## Selection
2016 Review

It’s still January right? I can still reflect on last year and highlight my Best of 2016?

Actually, this started out as a  post about my Best of 2016 until I realized I was choosing photos for which I hadn’t yet published a story.

Why not? Sometimes it was because the story wasn’t big enough and the photo was all there was of the telling.  Other times, it was because the story was too big and I wasn’t up for the telling.

In any event, here are some of my favorite photos of 2016 and the stories that were never published.

 Omoide Yokocho in Tokyo

Omoide

Omoide Yokocho or “Piss Alley” is a small, iconic bar district in Tokyo.

It’s not the most friendly place. In fact, one of the bars on the outskirts has an explicit “No Tourists” sign (written in English for those pesky foreigners).

However, further inside the boundaries where the yakatori stalls are cheek to jowl with the izakaya bars, the hosts are friendlier and the atmosphere more welcoming.

I was waiting on my kushiyaki plate and fiddling with my camera, when I noticed this gentleman across the alley. A quick nod was all I needed to take this shot.

Tokyo, Japan.  January 2016

MAG marker in Laos

MAG maker in rice field

In Laos I learned some new words.

MAG. UXOs and Bombies.

Mines Advisory Group.  Un-eXploded Ordnance. Little bombs.

## Provided material

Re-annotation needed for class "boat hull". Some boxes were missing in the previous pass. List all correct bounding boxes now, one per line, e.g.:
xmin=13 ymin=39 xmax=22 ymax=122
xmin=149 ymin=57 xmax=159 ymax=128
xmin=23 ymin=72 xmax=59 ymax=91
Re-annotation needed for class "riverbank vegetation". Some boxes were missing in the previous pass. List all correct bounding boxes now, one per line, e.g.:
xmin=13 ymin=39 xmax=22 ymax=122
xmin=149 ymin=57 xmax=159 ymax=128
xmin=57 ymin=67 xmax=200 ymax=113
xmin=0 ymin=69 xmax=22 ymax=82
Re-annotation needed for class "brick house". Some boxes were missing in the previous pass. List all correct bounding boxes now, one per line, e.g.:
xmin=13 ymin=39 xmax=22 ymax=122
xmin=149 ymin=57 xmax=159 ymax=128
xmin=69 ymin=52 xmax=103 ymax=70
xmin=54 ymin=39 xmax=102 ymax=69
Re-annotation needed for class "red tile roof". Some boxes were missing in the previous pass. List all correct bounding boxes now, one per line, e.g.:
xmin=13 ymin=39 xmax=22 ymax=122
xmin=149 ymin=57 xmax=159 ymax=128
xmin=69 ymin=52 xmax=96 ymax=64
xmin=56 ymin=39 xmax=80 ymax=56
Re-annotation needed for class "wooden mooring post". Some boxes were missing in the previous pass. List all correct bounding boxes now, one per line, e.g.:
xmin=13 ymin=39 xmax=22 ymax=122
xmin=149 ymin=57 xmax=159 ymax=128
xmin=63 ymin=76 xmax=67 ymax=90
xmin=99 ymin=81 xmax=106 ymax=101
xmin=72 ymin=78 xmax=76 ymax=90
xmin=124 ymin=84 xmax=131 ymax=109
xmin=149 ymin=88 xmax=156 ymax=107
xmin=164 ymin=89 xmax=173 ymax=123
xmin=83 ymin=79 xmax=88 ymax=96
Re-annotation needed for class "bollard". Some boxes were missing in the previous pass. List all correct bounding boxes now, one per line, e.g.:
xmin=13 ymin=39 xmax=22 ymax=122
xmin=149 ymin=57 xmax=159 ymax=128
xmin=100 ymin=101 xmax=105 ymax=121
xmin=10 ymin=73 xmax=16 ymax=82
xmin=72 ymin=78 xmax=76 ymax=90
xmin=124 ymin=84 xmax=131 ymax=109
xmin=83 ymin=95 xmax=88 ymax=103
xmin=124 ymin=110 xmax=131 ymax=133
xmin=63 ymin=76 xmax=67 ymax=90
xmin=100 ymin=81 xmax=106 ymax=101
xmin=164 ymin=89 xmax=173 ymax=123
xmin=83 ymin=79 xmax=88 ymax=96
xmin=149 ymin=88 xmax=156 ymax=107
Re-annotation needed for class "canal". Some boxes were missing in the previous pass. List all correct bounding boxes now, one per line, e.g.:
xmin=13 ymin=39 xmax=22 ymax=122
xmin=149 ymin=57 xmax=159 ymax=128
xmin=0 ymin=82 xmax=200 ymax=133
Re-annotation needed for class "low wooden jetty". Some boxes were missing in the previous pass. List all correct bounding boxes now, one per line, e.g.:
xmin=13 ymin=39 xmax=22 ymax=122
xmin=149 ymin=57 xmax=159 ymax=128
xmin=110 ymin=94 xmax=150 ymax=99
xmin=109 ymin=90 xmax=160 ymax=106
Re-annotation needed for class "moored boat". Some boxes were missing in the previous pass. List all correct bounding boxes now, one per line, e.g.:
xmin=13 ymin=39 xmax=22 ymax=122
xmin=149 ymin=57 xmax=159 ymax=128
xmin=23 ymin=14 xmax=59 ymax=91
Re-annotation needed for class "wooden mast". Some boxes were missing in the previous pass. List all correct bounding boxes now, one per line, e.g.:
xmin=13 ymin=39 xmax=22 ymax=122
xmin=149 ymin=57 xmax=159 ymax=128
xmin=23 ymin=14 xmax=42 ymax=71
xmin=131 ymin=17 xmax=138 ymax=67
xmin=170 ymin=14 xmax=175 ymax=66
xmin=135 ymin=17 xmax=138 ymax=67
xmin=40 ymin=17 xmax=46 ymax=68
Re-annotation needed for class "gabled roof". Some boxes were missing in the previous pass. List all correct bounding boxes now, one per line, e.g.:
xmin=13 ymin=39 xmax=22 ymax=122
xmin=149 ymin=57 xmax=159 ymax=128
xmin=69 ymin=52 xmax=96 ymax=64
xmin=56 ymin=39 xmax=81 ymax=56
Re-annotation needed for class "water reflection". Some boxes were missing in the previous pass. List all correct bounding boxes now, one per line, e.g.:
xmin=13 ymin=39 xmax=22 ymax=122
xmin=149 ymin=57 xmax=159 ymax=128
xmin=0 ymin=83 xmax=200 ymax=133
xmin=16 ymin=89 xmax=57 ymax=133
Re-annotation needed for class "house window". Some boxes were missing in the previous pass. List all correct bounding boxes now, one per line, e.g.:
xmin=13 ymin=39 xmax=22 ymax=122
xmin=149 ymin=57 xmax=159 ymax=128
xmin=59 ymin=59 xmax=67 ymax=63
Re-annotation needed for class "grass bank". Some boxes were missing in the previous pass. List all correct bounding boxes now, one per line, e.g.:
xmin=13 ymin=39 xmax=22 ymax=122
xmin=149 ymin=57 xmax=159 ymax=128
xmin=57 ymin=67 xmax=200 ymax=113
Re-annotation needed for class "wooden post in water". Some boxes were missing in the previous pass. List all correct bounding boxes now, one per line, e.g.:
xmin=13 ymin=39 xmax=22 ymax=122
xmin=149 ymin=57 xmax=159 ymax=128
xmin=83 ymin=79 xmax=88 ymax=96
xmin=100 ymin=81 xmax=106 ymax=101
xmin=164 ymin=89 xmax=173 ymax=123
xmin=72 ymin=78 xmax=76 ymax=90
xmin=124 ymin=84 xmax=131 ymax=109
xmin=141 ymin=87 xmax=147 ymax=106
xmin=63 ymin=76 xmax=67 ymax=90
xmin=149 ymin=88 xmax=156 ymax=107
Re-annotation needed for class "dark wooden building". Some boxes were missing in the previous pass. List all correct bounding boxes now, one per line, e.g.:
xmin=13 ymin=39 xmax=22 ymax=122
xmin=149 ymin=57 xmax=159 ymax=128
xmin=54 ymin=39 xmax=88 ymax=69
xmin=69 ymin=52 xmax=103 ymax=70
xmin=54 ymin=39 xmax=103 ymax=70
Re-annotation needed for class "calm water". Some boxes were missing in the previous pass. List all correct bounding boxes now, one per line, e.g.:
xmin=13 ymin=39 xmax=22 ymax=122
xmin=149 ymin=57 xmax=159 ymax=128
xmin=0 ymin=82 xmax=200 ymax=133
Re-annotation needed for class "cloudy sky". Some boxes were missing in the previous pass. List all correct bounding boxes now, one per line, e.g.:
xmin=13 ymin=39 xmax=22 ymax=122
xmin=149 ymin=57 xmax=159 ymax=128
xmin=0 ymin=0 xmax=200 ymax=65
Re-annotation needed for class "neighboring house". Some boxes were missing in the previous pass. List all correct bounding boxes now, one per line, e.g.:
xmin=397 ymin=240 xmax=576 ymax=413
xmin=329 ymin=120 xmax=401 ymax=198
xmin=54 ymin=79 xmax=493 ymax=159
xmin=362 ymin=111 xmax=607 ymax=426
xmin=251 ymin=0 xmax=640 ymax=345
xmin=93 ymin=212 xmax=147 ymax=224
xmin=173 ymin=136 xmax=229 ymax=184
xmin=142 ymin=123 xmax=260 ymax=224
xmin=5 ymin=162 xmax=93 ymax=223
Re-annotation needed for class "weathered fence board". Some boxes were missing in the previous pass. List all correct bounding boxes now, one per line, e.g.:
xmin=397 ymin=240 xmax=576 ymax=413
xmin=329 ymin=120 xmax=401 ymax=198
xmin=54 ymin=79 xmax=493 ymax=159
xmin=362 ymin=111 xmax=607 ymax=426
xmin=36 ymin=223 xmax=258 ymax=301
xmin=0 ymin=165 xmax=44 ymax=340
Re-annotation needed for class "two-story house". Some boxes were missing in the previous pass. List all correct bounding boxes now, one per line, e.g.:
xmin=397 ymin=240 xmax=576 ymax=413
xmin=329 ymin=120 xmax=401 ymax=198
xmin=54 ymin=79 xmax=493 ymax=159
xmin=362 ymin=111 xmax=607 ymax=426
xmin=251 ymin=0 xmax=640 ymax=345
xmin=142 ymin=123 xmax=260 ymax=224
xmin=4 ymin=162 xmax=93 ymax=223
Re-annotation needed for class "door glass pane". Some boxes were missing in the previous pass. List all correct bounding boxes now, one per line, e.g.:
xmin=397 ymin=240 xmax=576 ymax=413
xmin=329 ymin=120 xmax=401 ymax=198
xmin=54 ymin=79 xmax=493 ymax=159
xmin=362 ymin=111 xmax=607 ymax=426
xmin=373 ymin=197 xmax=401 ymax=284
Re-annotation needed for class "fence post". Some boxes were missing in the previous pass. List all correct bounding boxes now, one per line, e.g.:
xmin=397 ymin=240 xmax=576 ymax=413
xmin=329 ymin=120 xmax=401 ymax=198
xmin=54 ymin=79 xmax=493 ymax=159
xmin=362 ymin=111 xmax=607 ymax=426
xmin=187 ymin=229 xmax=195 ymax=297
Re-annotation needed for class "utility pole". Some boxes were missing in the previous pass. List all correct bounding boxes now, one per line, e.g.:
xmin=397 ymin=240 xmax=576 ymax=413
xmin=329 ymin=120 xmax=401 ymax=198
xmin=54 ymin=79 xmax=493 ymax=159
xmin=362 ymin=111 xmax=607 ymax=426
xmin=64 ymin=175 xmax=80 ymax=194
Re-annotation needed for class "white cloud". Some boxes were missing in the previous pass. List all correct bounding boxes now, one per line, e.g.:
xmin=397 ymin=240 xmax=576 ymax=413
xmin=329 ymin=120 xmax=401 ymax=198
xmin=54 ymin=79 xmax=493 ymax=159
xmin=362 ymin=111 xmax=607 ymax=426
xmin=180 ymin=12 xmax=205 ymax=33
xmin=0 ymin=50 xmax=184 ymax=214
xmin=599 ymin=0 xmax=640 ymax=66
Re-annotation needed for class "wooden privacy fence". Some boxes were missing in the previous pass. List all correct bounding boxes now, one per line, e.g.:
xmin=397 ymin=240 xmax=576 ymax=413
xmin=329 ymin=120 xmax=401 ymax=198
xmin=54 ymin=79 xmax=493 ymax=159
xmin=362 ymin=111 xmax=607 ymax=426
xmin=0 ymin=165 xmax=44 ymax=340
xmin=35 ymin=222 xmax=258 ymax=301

## Tasks to perform
#1 How would you put this sentence from the 2016 review into Spanish: "However, further inside the boundaries where the yakatori stalls are cheek to jowl with the izakaya bars, the hosts are friendlier and the atmosphere more welcoming."
#2 Could you resume the 2016 review after its final line, "Mines Advisory Group. Un-eXploded Ordnance. Little bombs.", and carry it forward?
The rows are separate material, unconnected to the 2016 review.

## Task responses
#1 Sin embargo, más adentro de sus límites, donde los puestos de yakatori están pegados unos a otros junto a los bares izakaya, los anfitriones son más amables y el ambiente más acogedor.

#2
During the Vietnam war  there more than 580,000 bombing missions over Laos. That’s equivalent to one bombing every  eight minutes, 24 hours a day, for nine years. Thirty percent of these bombs did not explode. They remained dormant but live and were (are) hidden dangers to civilians years after the war had ended.

Walking through Laos we learned very quickly to stay on MAG cleared paths. Random rambling could be deadly.  UXOs are still being found today.

These little blocks indicate MAG cleared  safe zones.  They seem so innocuous.  Faded rocks on well trodden foot paths. Stepping stones on quiet streams. Gentle  reminders that bucolic rice fields were once war zones.

Plain of Jars, Laos.  February 2016

Border Guards at the DMZ South Korea

North & South at the DMZ
North & South at the DMZ/JSA

Our coldest and wettest day in South Korea was spent at the DMZ/JSA.   It was appropriate weather for visiting a site that was bleak, dark and overwhelmingly desolate.

The tale of border patrol between North and South Korea is sad.

On the North side of the Joint Security Area (JSA), there’s a heavily armed soldier aggressively watching the border for South Korean attacks and North Korean defections.

Behind him, a heavily armed soldier aims a gun at his head, aggressively watching him for his possible defection.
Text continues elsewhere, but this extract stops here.